• Data for the task:
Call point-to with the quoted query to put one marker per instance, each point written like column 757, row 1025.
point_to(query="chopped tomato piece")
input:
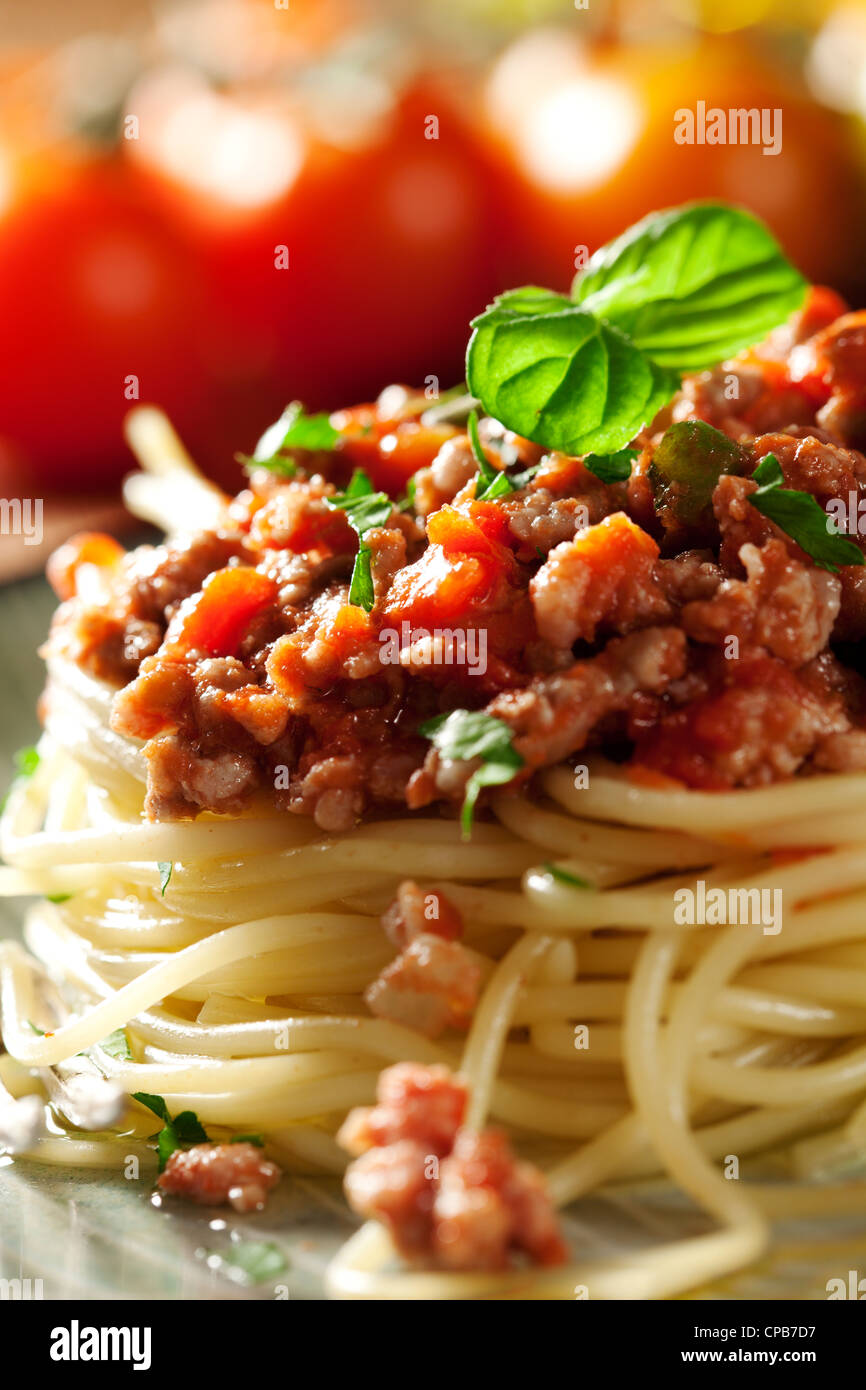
column 217, row 619
column 86, row 548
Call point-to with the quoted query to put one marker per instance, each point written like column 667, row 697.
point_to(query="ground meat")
column 394, row 1186
column 424, row 1104
column 414, row 912
column 449, row 471
column 213, row 1175
column 690, row 576
column 488, row 1204
column 181, row 780
column 431, row 986
column 602, row 580
column 387, row 555
column 467, row 1204
column 781, row 605
column 836, row 360
column 553, row 716
column 738, row 521
column 578, row 613
column 755, row 723
column 815, row 464
column 161, row 577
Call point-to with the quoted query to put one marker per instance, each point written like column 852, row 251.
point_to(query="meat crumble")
column 669, row 623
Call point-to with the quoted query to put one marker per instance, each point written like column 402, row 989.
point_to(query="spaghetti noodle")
column 239, row 982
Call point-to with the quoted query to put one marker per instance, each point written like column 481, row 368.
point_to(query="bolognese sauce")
column 608, row 610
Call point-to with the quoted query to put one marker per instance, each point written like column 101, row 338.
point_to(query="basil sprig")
column 293, row 430
column 680, row 291
column 801, row 517
column 467, row 734
column 364, row 510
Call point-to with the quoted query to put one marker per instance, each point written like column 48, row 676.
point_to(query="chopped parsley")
column 467, row 734
column 612, row 467
column 364, row 510
column 492, row 483
column 27, row 762
column 181, row 1132
column 570, row 879
column 801, row 517
column 293, row 430
column 117, row 1045
column 250, row 1261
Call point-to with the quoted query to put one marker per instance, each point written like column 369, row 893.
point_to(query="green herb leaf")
column 492, row 483
column 27, row 762
column 364, row 510
column 407, row 503
column 692, row 285
column 683, row 289
column 256, row 1261
column 612, row 467
column 153, row 1102
column 189, row 1129
column 293, row 430
column 563, row 378
column 117, row 1044
column 570, row 879
column 467, row 734
column 181, row 1132
column 801, row 517
column 685, row 467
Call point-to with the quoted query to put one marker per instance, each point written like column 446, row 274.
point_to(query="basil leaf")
column 570, row 879
column 492, row 483
column 687, row 464
column 27, row 762
column 181, row 1132
column 801, row 517
column 364, row 510
column 153, row 1102
column 255, row 1261
column 692, row 285
column 166, row 1144
column 612, row 467
column 189, row 1129
column 117, row 1044
column 293, row 430
column 467, row 734
column 563, row 378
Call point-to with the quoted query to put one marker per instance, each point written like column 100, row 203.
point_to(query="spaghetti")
column 239, row 982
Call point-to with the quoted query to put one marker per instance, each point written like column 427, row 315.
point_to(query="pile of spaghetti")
column 234, row 786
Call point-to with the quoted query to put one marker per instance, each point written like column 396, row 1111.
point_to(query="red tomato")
column 585, row 139
column 99, row 300
column 217, row 619
column 335, row 268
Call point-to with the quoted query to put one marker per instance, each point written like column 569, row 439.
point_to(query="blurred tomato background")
column 218, row 206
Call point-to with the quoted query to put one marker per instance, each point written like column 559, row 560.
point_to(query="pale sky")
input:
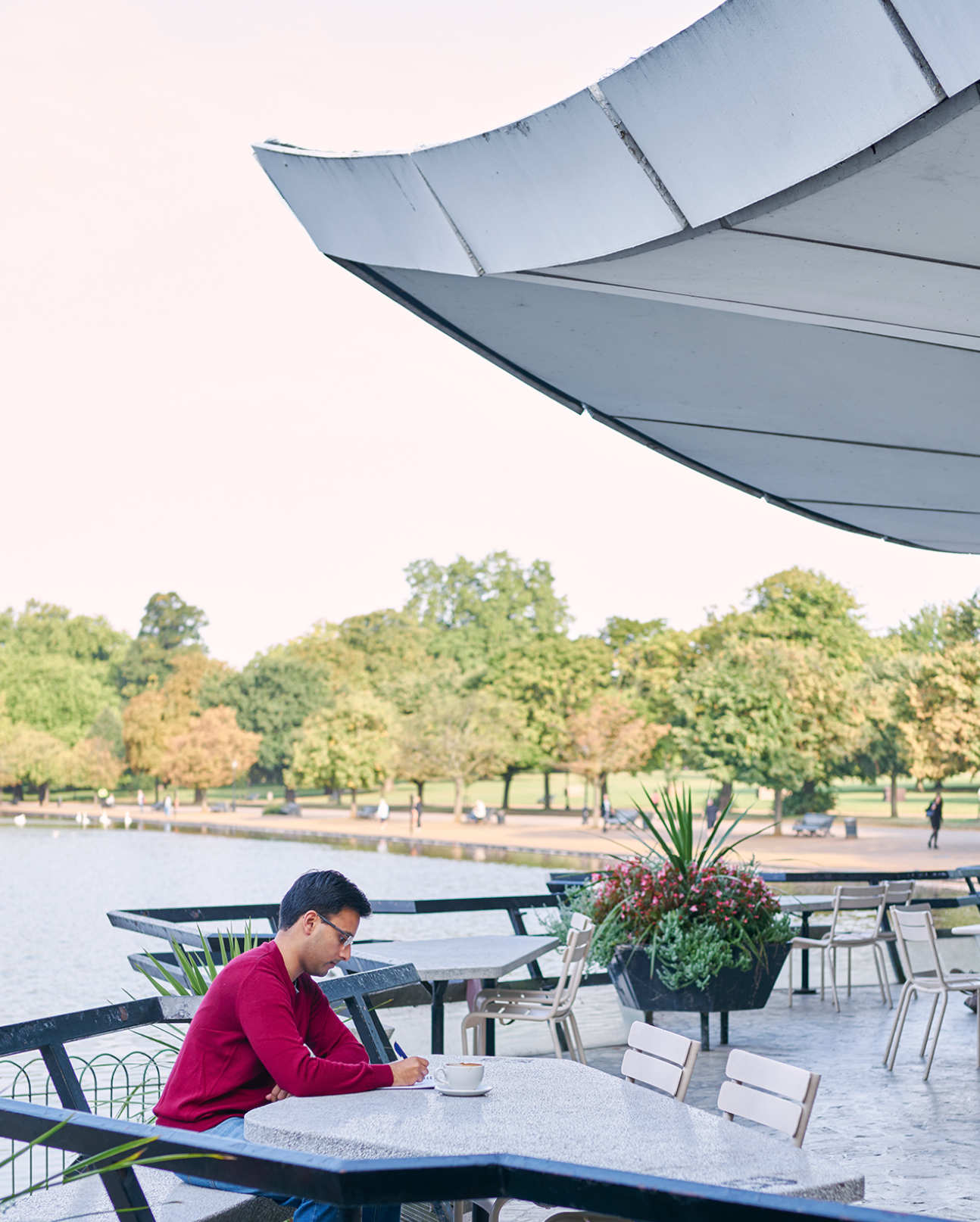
column 195, row 400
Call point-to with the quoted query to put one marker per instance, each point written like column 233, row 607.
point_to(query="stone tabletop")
column 461, row 959
column 556, row 1110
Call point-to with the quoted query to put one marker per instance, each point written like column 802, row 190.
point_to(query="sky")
column 193, row 398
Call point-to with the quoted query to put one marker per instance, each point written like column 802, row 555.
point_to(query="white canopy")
column 755, row 248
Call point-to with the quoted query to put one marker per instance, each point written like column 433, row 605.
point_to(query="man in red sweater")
column 265, row 1032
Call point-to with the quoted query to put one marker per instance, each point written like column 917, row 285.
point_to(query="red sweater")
column 256, row 1029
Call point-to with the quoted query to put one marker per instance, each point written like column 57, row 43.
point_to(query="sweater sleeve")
column 267, row 1018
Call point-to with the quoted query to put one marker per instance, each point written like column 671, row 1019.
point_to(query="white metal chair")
column 660, row 1058
column 847, row 899
column 913, row 927
column 551, row 1006
column 770, row 1093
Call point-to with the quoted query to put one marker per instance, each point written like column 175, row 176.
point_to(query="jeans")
column 303, row 1210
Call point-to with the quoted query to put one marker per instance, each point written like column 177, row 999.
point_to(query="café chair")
column 770, row 1093
column 847, row 897
column 551, row 1006
column 657, row 1058
column 914, row 927
column 660, row 1058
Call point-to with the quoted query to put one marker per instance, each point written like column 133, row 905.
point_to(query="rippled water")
column 60, row 953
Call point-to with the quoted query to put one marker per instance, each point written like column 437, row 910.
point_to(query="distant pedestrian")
column 934, row 813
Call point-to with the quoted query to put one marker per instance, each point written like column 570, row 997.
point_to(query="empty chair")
column 770, row 1093
column 660, row 1058
column 551, row 1006
column 913, row 927
column 848, row 899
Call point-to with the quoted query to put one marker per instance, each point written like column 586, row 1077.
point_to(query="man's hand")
column 410, row 1071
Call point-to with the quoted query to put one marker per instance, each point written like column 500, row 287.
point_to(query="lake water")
column 60, row 953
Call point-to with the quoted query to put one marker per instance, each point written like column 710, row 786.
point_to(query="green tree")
column 273, row 697
column 36, row 759
column 348, row 744
column 548, row 681
column 770, row 712
column 463, row 734
column 478, row 610
column 169, row 627
column 53, row 692
column 884, row 746
column 44, row 628
column 938, row 712
column 610, row 737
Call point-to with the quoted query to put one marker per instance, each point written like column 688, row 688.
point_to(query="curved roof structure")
column 755, row 248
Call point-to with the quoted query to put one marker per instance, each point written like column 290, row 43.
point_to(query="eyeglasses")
column 346, row 937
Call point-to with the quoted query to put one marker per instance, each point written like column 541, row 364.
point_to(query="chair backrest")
column 860, row 896
column 913, row 927
column 770, row 1093
column 660, row 1058
column 900, row 893
column 573, row 963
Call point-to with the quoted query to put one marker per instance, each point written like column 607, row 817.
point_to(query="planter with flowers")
column 681, row 924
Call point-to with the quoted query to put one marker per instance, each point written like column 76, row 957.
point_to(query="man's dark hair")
column 324, row 891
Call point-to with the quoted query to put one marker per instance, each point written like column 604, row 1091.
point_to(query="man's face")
column 326, row 946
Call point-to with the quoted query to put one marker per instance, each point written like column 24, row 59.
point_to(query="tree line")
column 479, row 676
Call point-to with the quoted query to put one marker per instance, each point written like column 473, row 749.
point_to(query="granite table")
column 559, row 1110
column 440, row 959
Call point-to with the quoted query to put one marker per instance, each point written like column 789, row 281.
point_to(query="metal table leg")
column 438, row 990
column 804, row 959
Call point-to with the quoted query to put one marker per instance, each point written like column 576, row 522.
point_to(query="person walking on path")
column 934, row 812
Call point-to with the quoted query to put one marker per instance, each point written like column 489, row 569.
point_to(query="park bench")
column 813, row 825
column 151, row 1194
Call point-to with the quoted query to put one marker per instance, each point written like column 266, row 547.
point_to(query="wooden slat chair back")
column 660, row 1058
column 770, row 1093
column 916, row 931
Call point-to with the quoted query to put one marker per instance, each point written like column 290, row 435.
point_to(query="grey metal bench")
column 813, row 825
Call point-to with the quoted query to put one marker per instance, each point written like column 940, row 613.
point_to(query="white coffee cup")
column 460, row 1076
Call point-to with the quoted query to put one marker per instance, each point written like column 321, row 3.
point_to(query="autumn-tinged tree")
column 348, row 744
column 610, row 737
column 209, row 752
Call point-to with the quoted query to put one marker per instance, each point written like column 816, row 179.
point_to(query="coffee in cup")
column 460, row 1076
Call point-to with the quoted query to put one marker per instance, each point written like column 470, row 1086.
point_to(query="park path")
column 879, row 843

• Set problem: Reproduce all of the entries above verbatim, from the first through the last, and leave out the pictures.

• Task output:
Call point-to with the quoted query to put one marker per instance, each point written like column 757, row 1025.
point_to(query="chopped tomato piece")
input:
column 217, row 619
column 86, row 548
Call point-to with the quoted query to put one marker per instance, each point written like column 667, row 697.
point_to(query="ground meat")
column 394, row 1186
column 424, row 1104
column 414, row 912
column 449, row 471
column 213, row 1175
column 690, row 576
column 488, row 1204
column 181, row 780
column 431, row 986
column 602, row 580
column 387, row 555
column 467, row 1204
column 781, row 605
column 836, row 360
column 553, row 716
column 738, row 521
column 578, row 613
column 755, row 723
column 815, row 464
column 161, row 577
Call point-to with the quoted query to put one marker per instance, each point written like column 852, row 251.
point_to(query="meat crumble")
column 669, row 623
Call point-to with the quoted query to put one marker per instance, each point written like column 402, row 989.
point_to(query="spaghetti noodle")
column 239, row 982
Call point-to with the quoted query to put one marker per instance, each point written like column 481, row 368.
point_to(query="bolognese sauce")
column 608, row 610
Call point-to with the quoted query to put one marker per instance, each point written like column 101, row 338.
point_to(query="basil sprig")
column 293, row 430
column 680, row 291
column 801, row 517
column 467, row 734
column 364, row 510
Call point-to with the quoted query to put one marker per instance, each point written like column 48, row 676.
point_to(query="chopped parsley")
column 467, row 734
column 612, row 467
column 364, row 510
column 492, row 483
column 27, row 762
column 181, row 1132
column 570, row 879
column 801, row 517
column 293, row 430
column 117, row 1045
column 250, row 1261
Call point-to with the quoted query to put one marker per instance, each point written like column 369, row 893.
point_to(query="green herb leaf")
column 492, row 483
column 27, row 762
column 364, row 510
column 407, row 503
column 692, row 285
column 683, row 289
column 256, row 1261
column 612, row 467
column 153, row 1102
column 189, row 1129
column 293, row 430
column 563, row 378
column 117, row 1044
column 570, row 879
column 467, row 734
column 181, row 1132
column 801, row 517
column 685, row 467
Call point-to with the quoted query to put one marker per instance, each point written like column 446, row 274.
point_to(query="basil leaf")
column 570, row 879
column 492, row 483
column 687, row 464
column 27, row 762
column 181, row 1132
column 801, row 517
column 364, row 510
column 153, row 1102
column 255, row 1261
column 692, row 285
column 166, row 1144
column 612, row 467
column 189, row 1129
column 117, row 1044
column 293, row 430
column 467, row 734
column 563, row 378
Call point-to with the quoted query to put one marker per instance, each point written like column 100, row 203.
point_to(query="spaghetti")
column 239, row 982
Call point-to with the quoted query to put one marker per instance, each point written like column 427, row 315.
point_to(query="pile of spaghetti")
column 234, row 786
Call point-to with the quoted query to put one marker per instance, each point written like column 396, row 1111.
point_to(query="red tomato")
column 585, row 139
column 99, row 300
column 217, row 619
column 335, row 268
Call point-to with the quoted query to put one marker per instance, each point written like column 569, row 439.
point_to(query="blurred tomato background")
column 218, row 206
Call point-to with the quoted query to put one marker per instance, each point written like column 559, row 560.
point_to(query="pale sky")
input:
column 195, row 400
Call point-to with the quoted query to put one marker per instance, each point written like column 233, row 607.
point_to(query="stone tabletop")
column 461, row 959
column 556, row 1110
Call point-to with the quoted query to put one marker per instance, each point written like column 802, row 190.
point_to(query="sky")
column 193, row 398
Call point-to with the quoted query to put one marker per instance, each point written like column 802, row 555.
point_to(query="white canopy")
column 755, row 248
Call point-to with the quoted query to put one marker per instance, each point written like column 433, row 605.
point_to(query="man in red sweater")
column 265, row 1032
Call point-to with the quoted query to put one marker per instance, each point written like column 917, row 285.
point_to(query="red sweater")
column 256, row 1029
Call point-to with the quoted query to put one marker per instance, each point written like column 57, row 43.
point_to(query="sweater sleeve")
column 267, row 1018
Call point-to with the quoted query to put one marker per instance, each point written like column 671, row 1019.
point_to(query="white metal chair")
column 660, row 1058
column 847, row 899
column 913, row 927
column 551, row 1006
column 770, row 1093
Call point-to with the quoted query to put one marker per instance, each point written like column 175, row 176.
point_to(query="jeans")
column 303, row 1210
Call point-to with the quoted query to put one marker per instance, each point written like column 177, row 999.
point_to(query="café chair")
column 770, row 1093
column 847, row 897
column 551, row 1006
column 657, row 1058
column 914, row 927
column 660, row 1058
Call point-to with the quoted query to put one marker per instance, each point written like column 133, row 905.
point_to(query="rippled water")
column 60, row 953
Call point-to with the quoted query to put one marker per instance, each point written like column 437, row 910.
point_to(query="distant pedestrian")
column 934, row 813
Call point-to with the quoted query to put one marker per instance, each point written like column 570, row 997.
point_to(query="empty chair")
column 770, row 1093
column 660, row 1058
column 551, row 1006
column 913, row 927
column 848, row 899
Call point-to with the quoted query to put one marker per instance, each point written like column 586, row 1077.
point_to(query="man's hand")
column 410, row 1071
Call point-to with the quoted query to put one marker per instance, each point written like column 500, row 287.
point_to(query="lake water")
column 60, row 953
Call point-to with the quoted query to put one marker per instance, each point written like column 710, row 786.
point_to(query="green tree")
column 273, row 697
column 36, row 759
column 348, row 744
column 548, row 681
column 770, row 712
column 463, row 734
column 478, row 610
column 169, row 627
column 53, row 692
column 884, row 746
column 44, row 628
column 938, row 712
column 610, row 737
Call point-to with the quoted query to put one marker per instance, each point written like column 688, row 688.
point_to(query="curved roof structure")
column 755, row 248
Call point-to with the quoted query to put one marker per instance, each point written like column 290, row 43.
point_to(query="eyeglasses")
column 346, row 937
Call point-to with the quoted query to put one marker per instance, each point written like column 541, row 364.
point_to(query="chair backrest")
column 860, row 896
column 913, row 927
column 770, row 1093
column 660, row 1058
column 900, row 893
column 573, row 963
Call point-to with the quoted query to put one marker per instance, each point written like column 607, row 817.
point_to(query="planter with flowers")
column 681, row 924
Call point-to with the quoted query to put one marker per instance, each point written like column 76, row 957.
point_to(query="man's dark hair")
column 324, row 891
Call point-to with the quoted query to put one marker per instance, each point written like column 604, row 1091.
point_to(query="man's face")
column 326, row 946
Call point-to with the quoted query to put one marker per instance, each point written like column 24, row 59.
point_to(query="tree line")
column 479, row 676
Call point-to with the quoted query to put one marker per instance, each point written like column 473, row 749.
point_to(query="granite table")
column 559, row 1110
column 440, row 959
Call point-to with the quoted query to put one marker per instance, each point written like column 789, row 281.
point_to(query="metal table leg")
column 438, row 990
column 804, row 959
Call point-to with the quoted query to put one marker per instance, each point written like column 576, row 522.
point_to(query="person walking on path")
column 934, row 812
Call point-to with the quoted query to put one marker per instance, each point written like column 489, row 569.
point_to(query="park bench")
column 813, row 825
column 151, row 1194
Call point-to with the quoted query to put one marker per instance, each point written like column 266, row 547.
point_to(query="wooden slat chair back")
column 660, row 1058
column 770, row 1093
column 916, row 931
Call point-to with the quoted query to put one marker per instance, each point written like column 290, row 435.
point_to(query="grey metal bench")
column 813, row 825
Call point-to with the quoted query to put one marker per instance, each point written like column 940, row 613.
point_to(query="white coffee cup")
column 460, row 1076
Call point-to with the quoted query to put one marker per instance, each point written like column 321, row 3.
point_to(query="autumn-tinged tree")
column 348, row 744
column 610, row 737
column 209, row 752
Call point-to with the quoted query to put one marker per instance, each point written like column 816, row 179.
point_to(query="coffee in cup")
column 460, row 1076
Call point-to with the quoted query to put one marker per instance, each point written like column 470, row 1086.
point_to(query="park path")
column 879, row 843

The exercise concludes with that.